_JOB:_ Please format the data below as a JSON list of strings, with one string for each line and blank lines left out.

________________________

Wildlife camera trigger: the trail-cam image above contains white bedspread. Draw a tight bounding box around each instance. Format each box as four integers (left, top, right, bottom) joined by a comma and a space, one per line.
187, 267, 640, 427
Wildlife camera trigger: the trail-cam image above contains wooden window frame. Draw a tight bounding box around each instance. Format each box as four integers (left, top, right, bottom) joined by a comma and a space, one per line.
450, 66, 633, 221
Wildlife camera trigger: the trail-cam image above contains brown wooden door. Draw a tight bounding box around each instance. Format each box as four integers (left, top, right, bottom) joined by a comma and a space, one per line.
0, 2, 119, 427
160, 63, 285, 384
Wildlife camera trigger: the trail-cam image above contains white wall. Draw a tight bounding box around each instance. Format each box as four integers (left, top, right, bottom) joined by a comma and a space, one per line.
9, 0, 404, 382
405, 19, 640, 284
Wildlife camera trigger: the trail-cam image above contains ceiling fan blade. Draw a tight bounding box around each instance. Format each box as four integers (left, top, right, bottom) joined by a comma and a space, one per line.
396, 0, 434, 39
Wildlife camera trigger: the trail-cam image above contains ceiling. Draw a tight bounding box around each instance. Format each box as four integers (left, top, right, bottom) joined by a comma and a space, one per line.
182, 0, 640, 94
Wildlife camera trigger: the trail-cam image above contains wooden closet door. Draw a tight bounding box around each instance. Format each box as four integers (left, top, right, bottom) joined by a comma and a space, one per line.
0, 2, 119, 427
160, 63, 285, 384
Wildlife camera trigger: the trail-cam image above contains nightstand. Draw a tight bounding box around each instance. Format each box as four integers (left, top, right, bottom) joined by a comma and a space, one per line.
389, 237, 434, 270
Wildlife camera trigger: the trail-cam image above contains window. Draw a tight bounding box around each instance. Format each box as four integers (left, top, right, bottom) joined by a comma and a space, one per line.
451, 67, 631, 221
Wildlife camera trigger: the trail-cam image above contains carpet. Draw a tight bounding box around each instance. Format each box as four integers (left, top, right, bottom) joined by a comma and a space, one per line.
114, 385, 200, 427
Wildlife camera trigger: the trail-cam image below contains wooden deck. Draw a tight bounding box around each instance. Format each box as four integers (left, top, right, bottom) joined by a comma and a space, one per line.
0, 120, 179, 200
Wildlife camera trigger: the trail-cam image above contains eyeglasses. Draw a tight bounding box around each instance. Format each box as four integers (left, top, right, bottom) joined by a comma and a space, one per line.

________________________

_REPLY:_
[
  "Wildlife camera trigger: the trail-cam image above contains white bedspread. Draw a tight bounding box around each instance. Format each box as four integers (left, top, right, bottom) joined by a comma and a space, one per line.",
  "187, 267, 640, 427",
  "Wildlife camera trigger: the trail-cam image above contains wooden window frame. Draw a tight bounding box around each instance. Format each box as four integers (left, top, right, bottom) joined by a comma and a space, one per line.",
  "450, 66, 633, 221",
  "Wildlife camera trigger: the trail-cam image above contains brown wooden door. Draw a tight bounding box around each instance. Format each box as four integers (left, top, right, bottom) joined by a comma and a space, one per line.",
  "0, 2, 119, 427",
  "160, 63, 285, 384",
  "Wildlife camera trigger: the trail-cam image above contains white wall. Draw a tight bounding box around each instance. Format each box as four integers (left, top, right, bottom) joined by a comma and a space, one per line.",
  "9, 0, 404, 382",
  "405, 19, 640, 284",
  "Wildlife camera trigger: the trail-cam image above contains ceiling fan blade. Draw a tight bounding box around each instance. Format each box as four integers (left, top, right, bottom) joined by a comma and a space, one per line.",
  "396, 0, 434, 39",
  "Wildlife camera trigger: the trail-cam image above contains ceiling. Draw a tight bounding box around each instance. Format each box as four integers (left, top, right, bottom) joined by a comma and a space, one per line.",
  "182, 0, 640, 94",
  "Wildlife camera trigger: the trail-cam image above contains wooden closet door. Draw a tight bounding box around each instance. Format each box as four integers (left, top, right, bottom) joined by a comma and a space, one per line.",
  "0, 2, 119, 427",
  "160, 63, 285, 384",
  "Wildlife camera trigger: the trail-cam image above contains nightstand. Draw a tight bounding box around each instance. Format each box as four integers (left, top, right, bottom) joined by a comma and a space, one per line.",
  "389, 237, 434, 270",
  "Wildlife camera trigger: the trail-cam image above contains window. Draw a tight bounding box around each instance. Format each box as four integers (left, top, right, bottom) joined by a comma and a space, one per line.",
  "451, 67, 631, 221",
  "Wildlife camera trigger: the trail-cam image above contains carpet. Draw a tight bounding box around each instance. Format each box as four integers (left, top, right, bottom) joined by a comma and a space, one per line.",
  "114, 385, 200, 427",
  "Wildlife camera trigger: the trail-cam image below contains wooden deck. Draw a tight bounding box around each instance. Format each box as four integers (left, top, right, bottom) joined by a comma and a space, one per line.",
  "0, 120, 179, 200",
  "Wildlife camera trigger: the trail-cam image above contains eyeglasses. Draw a tight bounding box around each instance. Format each box as four integers (left, top, right, bottom) joined by a comma and a space, one per line."
]